## START Data to process
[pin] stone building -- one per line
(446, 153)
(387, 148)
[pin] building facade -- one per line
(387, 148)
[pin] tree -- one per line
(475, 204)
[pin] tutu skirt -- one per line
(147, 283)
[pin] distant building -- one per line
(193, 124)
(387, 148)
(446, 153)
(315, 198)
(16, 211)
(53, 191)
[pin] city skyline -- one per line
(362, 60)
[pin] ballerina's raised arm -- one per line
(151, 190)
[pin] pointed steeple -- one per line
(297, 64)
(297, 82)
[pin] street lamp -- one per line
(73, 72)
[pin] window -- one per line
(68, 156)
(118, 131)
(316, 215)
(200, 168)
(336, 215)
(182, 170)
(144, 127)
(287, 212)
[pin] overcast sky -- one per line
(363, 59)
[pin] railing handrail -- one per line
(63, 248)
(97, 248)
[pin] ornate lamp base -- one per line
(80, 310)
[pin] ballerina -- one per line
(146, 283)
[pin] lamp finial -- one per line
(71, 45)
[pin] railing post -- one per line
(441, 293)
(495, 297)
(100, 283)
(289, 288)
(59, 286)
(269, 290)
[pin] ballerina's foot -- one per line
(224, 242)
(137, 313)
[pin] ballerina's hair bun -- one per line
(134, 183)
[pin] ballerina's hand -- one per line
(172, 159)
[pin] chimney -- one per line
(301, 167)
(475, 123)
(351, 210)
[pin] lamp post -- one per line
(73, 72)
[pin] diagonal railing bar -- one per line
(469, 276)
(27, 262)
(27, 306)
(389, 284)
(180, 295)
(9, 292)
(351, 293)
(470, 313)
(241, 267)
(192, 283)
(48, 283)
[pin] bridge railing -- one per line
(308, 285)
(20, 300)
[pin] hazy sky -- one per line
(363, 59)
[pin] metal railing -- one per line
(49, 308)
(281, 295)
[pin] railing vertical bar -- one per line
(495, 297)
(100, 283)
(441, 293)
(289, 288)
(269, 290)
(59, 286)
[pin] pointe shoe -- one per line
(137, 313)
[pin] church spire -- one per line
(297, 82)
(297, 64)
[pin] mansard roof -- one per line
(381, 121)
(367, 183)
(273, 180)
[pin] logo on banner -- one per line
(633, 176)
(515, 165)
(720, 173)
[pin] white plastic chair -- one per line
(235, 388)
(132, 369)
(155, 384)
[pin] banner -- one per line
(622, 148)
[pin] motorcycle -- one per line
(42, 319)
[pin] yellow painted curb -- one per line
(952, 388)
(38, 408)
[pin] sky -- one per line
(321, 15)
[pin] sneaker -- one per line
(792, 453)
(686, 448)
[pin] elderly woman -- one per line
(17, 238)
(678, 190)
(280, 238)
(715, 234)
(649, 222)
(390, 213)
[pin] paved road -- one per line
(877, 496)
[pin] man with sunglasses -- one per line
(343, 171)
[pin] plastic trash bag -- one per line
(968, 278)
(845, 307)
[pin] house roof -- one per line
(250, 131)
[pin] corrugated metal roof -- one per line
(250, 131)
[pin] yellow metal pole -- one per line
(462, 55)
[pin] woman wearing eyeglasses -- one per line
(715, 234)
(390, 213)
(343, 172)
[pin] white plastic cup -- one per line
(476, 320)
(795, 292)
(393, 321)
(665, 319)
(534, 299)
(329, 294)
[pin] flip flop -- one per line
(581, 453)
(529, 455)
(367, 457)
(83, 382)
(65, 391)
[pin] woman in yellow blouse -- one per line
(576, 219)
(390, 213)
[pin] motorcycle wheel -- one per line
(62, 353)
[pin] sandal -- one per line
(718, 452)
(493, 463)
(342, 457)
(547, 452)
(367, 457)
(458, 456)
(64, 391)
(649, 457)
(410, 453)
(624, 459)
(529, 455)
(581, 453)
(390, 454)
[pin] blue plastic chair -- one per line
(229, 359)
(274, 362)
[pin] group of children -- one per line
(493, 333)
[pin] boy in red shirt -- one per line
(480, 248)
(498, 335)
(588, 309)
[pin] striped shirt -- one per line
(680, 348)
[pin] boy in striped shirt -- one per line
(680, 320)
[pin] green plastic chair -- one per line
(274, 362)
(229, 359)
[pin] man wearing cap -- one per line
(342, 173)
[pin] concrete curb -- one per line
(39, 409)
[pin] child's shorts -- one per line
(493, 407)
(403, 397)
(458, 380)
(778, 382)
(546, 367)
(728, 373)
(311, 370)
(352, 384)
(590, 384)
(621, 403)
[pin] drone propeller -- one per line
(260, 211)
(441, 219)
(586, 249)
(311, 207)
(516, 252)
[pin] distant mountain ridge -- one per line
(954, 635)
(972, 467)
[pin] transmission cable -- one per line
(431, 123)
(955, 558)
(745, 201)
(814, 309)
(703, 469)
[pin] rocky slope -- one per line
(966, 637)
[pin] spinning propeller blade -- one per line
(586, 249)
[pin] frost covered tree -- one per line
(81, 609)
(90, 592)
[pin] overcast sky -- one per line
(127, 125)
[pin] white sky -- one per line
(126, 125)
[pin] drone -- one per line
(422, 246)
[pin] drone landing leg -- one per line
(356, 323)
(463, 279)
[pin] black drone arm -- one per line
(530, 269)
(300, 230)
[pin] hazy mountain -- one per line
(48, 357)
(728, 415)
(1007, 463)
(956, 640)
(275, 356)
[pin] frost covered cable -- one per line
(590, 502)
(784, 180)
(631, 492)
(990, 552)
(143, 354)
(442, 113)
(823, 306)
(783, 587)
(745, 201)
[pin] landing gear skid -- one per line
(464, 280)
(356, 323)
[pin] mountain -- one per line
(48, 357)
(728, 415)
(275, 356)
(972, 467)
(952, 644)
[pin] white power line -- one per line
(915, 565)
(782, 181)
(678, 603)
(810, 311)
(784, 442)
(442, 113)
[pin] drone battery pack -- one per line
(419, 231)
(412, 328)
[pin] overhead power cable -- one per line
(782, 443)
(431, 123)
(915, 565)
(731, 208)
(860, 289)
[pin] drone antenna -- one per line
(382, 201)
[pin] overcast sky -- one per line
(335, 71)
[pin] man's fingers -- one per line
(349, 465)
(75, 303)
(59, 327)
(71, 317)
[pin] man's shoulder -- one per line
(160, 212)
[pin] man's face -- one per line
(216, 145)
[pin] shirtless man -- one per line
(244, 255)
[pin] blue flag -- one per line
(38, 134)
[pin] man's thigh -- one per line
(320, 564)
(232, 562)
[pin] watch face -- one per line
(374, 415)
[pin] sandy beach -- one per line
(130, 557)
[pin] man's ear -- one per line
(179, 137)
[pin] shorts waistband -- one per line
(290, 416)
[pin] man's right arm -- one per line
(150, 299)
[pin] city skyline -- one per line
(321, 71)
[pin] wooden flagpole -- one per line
## END Data to process
Work required: Retype all of the lines above without any changes.

Expected answer:
[pin] stone building -- one per line
(446, 153)
(387, 148)
[pin] building facade -- one per line
(387, 148)
[pin] tree -- one per line
(475, 204)
[pin] tutu skirt -- one per line
(147, 283)
[pin] distant building -- one per line
(193, 124)
(387, 148)
(446, 153)
(315, 198)
(16, 211)
(53, 191)
[pin] city skyline -- one per line
(362, 60)
[pin] ballerina's raised arm -- one per line
(151, 190)
[pin] pointed steeple -- one per line
(297, 64)
(297, 82)
[pin] street lamp -- one per line
(73, 72)
[pin] window -- one per line
(68, 156)
(118, 131)
(316, 215)
(200, 168)
(336, 215)
(182, 170)
(144, 127)
(287, 212)
[pin] overcast sky -- one per line
(363, 59)
[pin] railing handrail -- one per line
(63, 248)
(97, 248)
[pin] ornate lamp base -- one per line
(80, 310)
[pin] ballerina -- one per line
(146, 283)
[pin] lamp finial -- one per line
(71, 45)
[pin] railing post -- one per line
(441, 293)
(495, 297)
(100, 283)
(289, 288)
(59, 286)
(269, 290)
[pin] ballerina's foot -- one per line
(224, 242)
(137, 313)
[pin] ballerina's hair bun -- one per line
(134, 183)
[pin] ballerina's hand -- one per line
(172, 159)
[pin] chimney -- one per line
(301, 167)
(475, 123)
(351, 210)
[pin] lamp post -- one per line
(73, 72)
[pin] diagonal railing bar -- one per line
(469, 276)
(27, 262)
(27, 306)
(389, 284)
(180, 295)
(9, 292)
(351, 293)
(470, 313)
(241, 267)
(192, 283)
(48, 283)
[pin] bridge railing -- one per line
(308, 285)
(20, 300)
[pin] hazy sky -- one per line
(363, 59)
[pin] metal railing -- one per line
(49, 308)
(281, 295)
[pin] railing vertical bar -- one per line
(495, 297)
(100, 283)
(441, 293)
(289, 288)
(269, 290)
(59, 286)
[pin] pointe shoe -- one per line
(137, 313)
[pin] church spire -- one per line
(297, 82)
(297, 64)
[pin] mansard roof -- one per line
(381, 121)
(367, 183)
(273, 180)
[pin] logo on banner -- one per line
(633, 176)
(515, 165)
(720, 173)
[pin] white plastic chair -- one per line
(235, 388)
(132, 369)
(155, 384)
[pin] banner -- one per line
(622, 148)
[pin] motorcycle -- one per line
(42, 319)
[pin] yellow painted curb -- one per line
(952, 388)
(38, 408)
[pin] sky -- one per line
(321, 15)
[pin] sneaker -- one per line
(792, 453)
(686, 448)
[pin] elderly woman -- one per line
(17, 238)
(678, 190)
(280, 238)
(715, 234)
(649, 222)
(390, 213)
[pin] paved road -- one per line
(877, 496)
[pin] man with sunglasses -- one per line
(343, 171)
[pin] plastic trash bag -- one per line
(968, 278)
(845, 307)
[pin] house roof -- one per line
(250, 131)
[pin] corrugated metal roof -- one per line
(250, 131)
[pin] yellow metal pole -- one per line
(462, 55)
[pin] woman wearing eyeglasses -- one per line
(715, 234)
(390, 213)
(343, 172)
[pin] white plastic cup -- one per line
(476, 320)
(795, 292)
(393, 321)
(665, 319)
(534, 299)
(329, 294)
[pin] flip flop -- one per line
(581, 453)
(529, 455)
(367, 457)
(83, 382)
(65, 391)
[pin] woman in yellow blouse -- one per line
(576, 219)
(390, 213)
[pin] motorcycle wheel -- one per line
(62, 353)
[pin] sandal -- one per line
(718, 452)
(493, 463)
(342, 457)
(547, 452)
(367, 457)
(458, 456)
(64, 391)
(649, 457)
(410, 453)
(624, 459)
(529, 455)
(581, 453)
(390, 454)
[pin] blue plastic chair -- one per line
(229, 359)
(274, 362)
[pin] group of children -- one per line
(493, 333)
[pin] boy in red shirt -- one per line
(480, 248)
(498, 335)
(588, 309)
[pin] striped shirt -- one per line
(680, 348)
[pin] boy in striped shirt -- one per line
(680, 320)
[pin] green plastic chair -- one per line
(274, 362)
(229, 359)
[pin] man wearing cap -- one per line
(342, 173)
[pin] concrete curb -- one per line
(39, 409)
[pin] child's shorts -- one per line
(493, 407)
(403, 397)
(458, 380)
(778, 382)
(546, 367)
(728, 373)
(311, 370)
(352, 384)
(590, 384)
(621, 403)
[pin] drone propeller -- one per line
(260, 211)
(441, 219)
(586, 249)
(311, 207)
(516, 252)
[pin] distant mountain ridge -- one per line
(954, 635)
(972, 467)
[pin] transmission cable -- one per line
(431, 123)
(955, 558)
(745, 201)
(814, 309)
(703, 469)
[pin] rocky slope -- one per line
(966, 637)
[pin] spinning propeller blade -- one per line
(586, 249)
[pin] frost covered tree -- one per line
(81, 609)
(90, 592)
[pin] overcast sky -- one per line
(127, 125)
[pin] white sky -- one per line
(126, 125)
[pin] drone -- one per line
(422, 246)
[pin] drone landing leg -- one per line
(356, 323)
(463, 279)
[pin] black drone arm -- one per line
(530, 269)
(300, 230)
[pin] hazy mountain -- one per line
(48, 357)
(728, 415)
(1007, 463)
(956, 640)
(275, 356)
[pin] frost covered cable -- one per line
(590, 502)
(784, 180)
(631, 492)
(990, 552)
(143, 354)
(442, 113)
(823, 306)
(783, 587)
(745, 201)
[pin] landing gear skid -- one per line
(464, 280)
(356, 323)
[pin] mountain -- one per line
(48, 357)
(728, 415)
(275, 356)
(972, 467)
(952, 644)
[pin] white power line -- one per line
(915, 565)
(782, 181)
(678, 603)
(810, 311)
(784, 442)
(442, 113)
[pin] drone battery pack -- one per line
(419, 231)
(412, 328)
[pin] overhead power cable -- one per line
(782, 443)
(431, 123)
(915, 565)
(731, 208)
(860, 289)
[pin] drone antenna -- one per line
(382, 201)
[pin] overcast sky -- one per line
(335, 71)
[pin] man's fingers -- one per line
(349, 465)
(75, 303)
(59, 327)
(71, 317)
[pin] man's shoulder -- one per line
(160, 212)
[pin] man's face -- one per line
(216, 145)
[pin] shirtless man -- one per line
(244, 255)
[pin] blue flag -- one per line
(38, 134)
[pin] man's thigh -- one per line
(320, 564)
(232, 562)
[pin] watch face -- one per line
(374, 415)
[pin] sandy beach -- one per line
(130, 557)
[pin] man's ear -- one per line
(179, 137)
[pin] shorts waistband -- one per line
(290, 416)
[pin] man's right arm -- one per line
(150, 299)
[pin] city skyline -- one per line
(321, 71)
[pin] wooden flagpole -- one per line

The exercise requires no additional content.